What you will do: Convert the entries below, starting at the first one and ending after the line containing "point(715, 521)", into a two-column CSV headed instruction and response. Give one row per entry with its text and its answer, each in a single quoted field with line breaks replaced by spaces.

Provided material:
---*---
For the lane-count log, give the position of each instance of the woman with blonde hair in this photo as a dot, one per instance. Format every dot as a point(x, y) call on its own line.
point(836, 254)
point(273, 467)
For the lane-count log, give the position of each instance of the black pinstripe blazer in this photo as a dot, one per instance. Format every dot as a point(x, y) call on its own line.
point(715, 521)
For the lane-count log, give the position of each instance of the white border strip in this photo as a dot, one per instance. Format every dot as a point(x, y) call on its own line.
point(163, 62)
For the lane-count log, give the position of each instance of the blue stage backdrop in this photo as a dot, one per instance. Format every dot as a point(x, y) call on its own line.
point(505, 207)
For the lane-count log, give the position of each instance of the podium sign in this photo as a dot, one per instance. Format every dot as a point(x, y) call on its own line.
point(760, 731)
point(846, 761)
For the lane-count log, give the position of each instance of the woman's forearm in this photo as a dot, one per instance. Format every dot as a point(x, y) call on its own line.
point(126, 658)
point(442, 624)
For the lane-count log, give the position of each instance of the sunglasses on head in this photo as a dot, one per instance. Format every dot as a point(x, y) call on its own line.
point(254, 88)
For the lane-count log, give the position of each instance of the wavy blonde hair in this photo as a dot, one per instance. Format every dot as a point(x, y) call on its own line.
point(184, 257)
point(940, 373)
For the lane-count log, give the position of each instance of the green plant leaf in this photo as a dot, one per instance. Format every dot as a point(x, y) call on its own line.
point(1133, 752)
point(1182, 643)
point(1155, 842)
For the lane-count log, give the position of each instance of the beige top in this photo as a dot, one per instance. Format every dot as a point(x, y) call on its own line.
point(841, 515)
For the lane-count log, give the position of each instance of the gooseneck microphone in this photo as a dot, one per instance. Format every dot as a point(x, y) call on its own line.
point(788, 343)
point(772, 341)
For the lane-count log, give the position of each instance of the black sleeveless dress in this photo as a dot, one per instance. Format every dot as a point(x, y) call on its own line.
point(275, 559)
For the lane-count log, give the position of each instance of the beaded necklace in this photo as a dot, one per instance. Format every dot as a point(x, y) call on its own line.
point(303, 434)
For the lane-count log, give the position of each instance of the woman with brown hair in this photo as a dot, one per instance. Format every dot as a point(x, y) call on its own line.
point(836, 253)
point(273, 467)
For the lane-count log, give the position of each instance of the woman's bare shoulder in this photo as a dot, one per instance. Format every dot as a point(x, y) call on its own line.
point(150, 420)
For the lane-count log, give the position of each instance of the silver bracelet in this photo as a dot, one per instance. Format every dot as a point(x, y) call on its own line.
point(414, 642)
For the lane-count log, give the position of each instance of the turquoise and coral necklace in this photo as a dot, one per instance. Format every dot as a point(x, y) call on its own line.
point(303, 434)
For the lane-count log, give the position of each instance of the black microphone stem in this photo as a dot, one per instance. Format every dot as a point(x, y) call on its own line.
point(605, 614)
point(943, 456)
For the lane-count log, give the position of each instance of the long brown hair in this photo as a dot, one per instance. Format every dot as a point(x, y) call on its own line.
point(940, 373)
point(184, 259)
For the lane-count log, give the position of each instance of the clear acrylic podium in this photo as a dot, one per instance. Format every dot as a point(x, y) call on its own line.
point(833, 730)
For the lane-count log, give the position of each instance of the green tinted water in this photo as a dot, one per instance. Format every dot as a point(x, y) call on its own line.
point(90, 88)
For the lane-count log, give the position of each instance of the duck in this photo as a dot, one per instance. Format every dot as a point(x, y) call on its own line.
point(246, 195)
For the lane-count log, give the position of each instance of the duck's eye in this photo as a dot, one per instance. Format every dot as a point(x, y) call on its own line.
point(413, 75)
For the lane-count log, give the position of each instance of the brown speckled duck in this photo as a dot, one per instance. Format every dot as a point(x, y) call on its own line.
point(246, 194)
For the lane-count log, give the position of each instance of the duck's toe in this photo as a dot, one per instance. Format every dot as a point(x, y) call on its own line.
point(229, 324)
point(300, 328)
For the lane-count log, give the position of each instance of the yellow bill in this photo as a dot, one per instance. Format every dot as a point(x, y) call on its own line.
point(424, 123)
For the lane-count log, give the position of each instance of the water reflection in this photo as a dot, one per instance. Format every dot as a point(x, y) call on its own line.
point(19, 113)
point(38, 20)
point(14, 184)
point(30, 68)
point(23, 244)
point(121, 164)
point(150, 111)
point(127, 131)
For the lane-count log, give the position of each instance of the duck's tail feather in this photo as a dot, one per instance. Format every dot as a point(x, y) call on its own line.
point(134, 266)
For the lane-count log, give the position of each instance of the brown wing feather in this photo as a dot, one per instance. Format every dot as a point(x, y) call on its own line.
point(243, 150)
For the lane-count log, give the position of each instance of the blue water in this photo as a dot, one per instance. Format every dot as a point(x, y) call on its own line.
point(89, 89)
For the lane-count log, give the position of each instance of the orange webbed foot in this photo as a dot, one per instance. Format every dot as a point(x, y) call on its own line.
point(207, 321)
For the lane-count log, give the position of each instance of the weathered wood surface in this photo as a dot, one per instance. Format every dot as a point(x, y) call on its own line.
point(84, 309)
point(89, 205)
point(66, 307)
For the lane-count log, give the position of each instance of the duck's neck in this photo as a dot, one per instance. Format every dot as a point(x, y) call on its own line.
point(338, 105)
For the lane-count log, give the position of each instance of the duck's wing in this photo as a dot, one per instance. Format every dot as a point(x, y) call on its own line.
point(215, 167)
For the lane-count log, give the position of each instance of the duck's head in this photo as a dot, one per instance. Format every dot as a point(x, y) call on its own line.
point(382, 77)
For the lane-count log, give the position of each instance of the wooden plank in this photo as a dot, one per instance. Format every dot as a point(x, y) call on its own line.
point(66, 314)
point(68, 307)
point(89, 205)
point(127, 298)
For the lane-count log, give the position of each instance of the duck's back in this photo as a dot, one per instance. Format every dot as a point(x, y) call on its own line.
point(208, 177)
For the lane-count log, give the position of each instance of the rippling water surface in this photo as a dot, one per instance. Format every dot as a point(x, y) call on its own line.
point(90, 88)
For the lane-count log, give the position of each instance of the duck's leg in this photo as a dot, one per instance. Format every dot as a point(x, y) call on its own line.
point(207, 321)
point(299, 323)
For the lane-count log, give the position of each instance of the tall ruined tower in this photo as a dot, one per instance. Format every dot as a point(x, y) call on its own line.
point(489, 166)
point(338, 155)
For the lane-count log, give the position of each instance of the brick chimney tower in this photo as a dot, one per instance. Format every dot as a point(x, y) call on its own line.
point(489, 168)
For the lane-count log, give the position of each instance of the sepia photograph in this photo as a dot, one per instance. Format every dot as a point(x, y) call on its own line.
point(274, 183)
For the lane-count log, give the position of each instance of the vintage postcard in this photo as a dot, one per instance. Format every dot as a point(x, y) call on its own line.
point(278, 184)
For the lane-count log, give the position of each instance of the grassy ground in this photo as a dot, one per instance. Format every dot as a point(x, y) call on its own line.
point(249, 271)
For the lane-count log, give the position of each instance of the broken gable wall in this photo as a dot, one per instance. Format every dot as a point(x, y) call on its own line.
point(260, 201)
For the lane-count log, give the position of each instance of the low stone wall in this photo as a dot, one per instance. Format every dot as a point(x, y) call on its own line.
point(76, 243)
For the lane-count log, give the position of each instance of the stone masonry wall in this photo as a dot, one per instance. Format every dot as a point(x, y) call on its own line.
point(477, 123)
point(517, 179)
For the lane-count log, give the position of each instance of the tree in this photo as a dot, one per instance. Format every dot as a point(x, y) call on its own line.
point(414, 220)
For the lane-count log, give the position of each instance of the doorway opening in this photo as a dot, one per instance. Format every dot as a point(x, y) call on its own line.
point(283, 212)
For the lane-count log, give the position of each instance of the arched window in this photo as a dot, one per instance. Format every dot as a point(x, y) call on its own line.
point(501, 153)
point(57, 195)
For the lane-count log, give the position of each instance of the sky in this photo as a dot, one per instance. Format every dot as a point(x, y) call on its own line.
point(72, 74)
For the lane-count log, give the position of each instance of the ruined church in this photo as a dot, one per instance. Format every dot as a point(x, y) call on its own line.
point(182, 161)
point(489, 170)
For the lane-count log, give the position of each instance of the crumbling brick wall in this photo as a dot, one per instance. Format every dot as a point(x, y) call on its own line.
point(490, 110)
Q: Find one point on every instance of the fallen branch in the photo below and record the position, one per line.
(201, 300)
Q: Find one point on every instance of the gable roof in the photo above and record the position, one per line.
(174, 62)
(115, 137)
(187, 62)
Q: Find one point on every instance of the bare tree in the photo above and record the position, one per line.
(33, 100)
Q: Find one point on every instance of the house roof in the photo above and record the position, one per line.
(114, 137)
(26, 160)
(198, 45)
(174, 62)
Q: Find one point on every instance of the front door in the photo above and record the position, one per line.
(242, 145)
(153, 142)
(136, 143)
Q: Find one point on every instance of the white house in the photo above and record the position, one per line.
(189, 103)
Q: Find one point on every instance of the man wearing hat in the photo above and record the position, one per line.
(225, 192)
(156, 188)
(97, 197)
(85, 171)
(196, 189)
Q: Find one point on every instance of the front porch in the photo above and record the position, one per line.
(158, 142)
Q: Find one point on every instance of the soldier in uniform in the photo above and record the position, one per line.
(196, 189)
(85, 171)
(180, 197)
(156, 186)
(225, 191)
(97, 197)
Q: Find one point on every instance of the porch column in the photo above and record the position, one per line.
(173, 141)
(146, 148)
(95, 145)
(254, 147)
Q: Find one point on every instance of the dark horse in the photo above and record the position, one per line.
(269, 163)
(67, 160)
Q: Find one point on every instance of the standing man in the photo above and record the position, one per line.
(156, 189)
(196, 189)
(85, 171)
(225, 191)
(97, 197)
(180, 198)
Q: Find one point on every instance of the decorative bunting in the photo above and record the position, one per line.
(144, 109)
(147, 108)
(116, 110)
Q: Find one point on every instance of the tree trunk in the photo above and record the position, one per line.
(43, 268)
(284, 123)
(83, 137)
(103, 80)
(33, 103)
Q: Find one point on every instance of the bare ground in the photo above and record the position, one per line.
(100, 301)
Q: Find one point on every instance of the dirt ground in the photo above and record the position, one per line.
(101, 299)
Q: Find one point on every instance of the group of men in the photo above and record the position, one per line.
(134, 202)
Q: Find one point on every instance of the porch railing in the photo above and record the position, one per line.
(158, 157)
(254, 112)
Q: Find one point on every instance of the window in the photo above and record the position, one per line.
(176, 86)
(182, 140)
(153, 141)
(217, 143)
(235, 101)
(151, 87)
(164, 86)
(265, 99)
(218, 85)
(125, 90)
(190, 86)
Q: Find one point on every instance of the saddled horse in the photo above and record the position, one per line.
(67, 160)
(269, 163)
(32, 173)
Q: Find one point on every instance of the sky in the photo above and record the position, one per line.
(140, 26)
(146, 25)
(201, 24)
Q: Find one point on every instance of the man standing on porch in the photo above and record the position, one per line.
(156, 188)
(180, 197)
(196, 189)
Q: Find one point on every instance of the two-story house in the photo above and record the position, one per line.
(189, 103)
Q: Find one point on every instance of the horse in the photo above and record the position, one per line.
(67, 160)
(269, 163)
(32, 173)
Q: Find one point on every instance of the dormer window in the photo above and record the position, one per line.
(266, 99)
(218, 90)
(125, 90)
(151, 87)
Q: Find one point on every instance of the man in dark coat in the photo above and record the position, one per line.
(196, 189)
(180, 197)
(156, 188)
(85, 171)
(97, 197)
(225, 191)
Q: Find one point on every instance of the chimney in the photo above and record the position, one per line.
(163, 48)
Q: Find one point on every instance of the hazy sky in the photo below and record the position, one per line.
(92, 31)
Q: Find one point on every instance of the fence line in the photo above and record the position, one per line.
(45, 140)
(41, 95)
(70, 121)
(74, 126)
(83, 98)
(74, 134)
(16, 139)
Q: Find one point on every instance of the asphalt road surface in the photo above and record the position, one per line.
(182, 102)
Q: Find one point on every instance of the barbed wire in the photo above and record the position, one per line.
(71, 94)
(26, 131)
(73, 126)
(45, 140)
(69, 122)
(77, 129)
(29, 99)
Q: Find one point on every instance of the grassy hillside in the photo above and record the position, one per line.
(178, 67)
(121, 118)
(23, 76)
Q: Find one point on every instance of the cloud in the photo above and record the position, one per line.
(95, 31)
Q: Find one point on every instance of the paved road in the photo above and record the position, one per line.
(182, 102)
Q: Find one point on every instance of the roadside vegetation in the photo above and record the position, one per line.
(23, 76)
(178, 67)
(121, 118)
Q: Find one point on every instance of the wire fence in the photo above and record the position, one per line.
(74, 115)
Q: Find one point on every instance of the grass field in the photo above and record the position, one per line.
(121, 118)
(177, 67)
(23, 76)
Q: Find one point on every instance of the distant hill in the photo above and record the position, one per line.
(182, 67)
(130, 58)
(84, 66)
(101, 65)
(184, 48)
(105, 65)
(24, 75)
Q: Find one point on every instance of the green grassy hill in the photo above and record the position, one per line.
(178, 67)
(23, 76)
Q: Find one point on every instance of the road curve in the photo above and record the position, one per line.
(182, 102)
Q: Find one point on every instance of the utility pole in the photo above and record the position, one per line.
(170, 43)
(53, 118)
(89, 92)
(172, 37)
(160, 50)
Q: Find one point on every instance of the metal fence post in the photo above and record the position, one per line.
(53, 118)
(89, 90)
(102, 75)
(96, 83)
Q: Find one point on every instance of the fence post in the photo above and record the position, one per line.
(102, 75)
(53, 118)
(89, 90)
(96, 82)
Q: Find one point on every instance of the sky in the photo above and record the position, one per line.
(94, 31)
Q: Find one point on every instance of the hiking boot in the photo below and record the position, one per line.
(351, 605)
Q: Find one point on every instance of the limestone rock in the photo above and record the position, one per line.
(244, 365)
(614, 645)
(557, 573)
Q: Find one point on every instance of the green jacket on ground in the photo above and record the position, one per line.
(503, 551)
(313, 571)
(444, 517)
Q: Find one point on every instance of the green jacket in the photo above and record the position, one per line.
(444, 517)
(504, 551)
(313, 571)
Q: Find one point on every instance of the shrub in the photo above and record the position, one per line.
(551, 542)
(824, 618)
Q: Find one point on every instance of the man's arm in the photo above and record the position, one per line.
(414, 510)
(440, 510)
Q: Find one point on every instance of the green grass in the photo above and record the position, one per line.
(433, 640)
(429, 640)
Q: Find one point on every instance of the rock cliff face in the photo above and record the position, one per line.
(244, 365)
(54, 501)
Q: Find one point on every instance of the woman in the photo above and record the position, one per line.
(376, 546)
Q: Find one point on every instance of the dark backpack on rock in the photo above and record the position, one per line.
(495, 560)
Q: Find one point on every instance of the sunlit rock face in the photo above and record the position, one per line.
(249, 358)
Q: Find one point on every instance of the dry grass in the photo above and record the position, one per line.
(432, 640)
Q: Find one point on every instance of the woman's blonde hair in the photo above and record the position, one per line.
---*---
Solution below:
instruction,response
"For the lane-count log, give the position of each instance of the woman with blonde hair in this photo as a dot, one per instance. Format every dot as a point(x, y) call on its own line.","point(836, 254) point(273, 467)"
"For the lane-count log, give the position of each instance of the black pinstripe blazer in this photo as a dot, one per instance. Format every dot as a point(x, y) call on its own line.","point(715, 521)"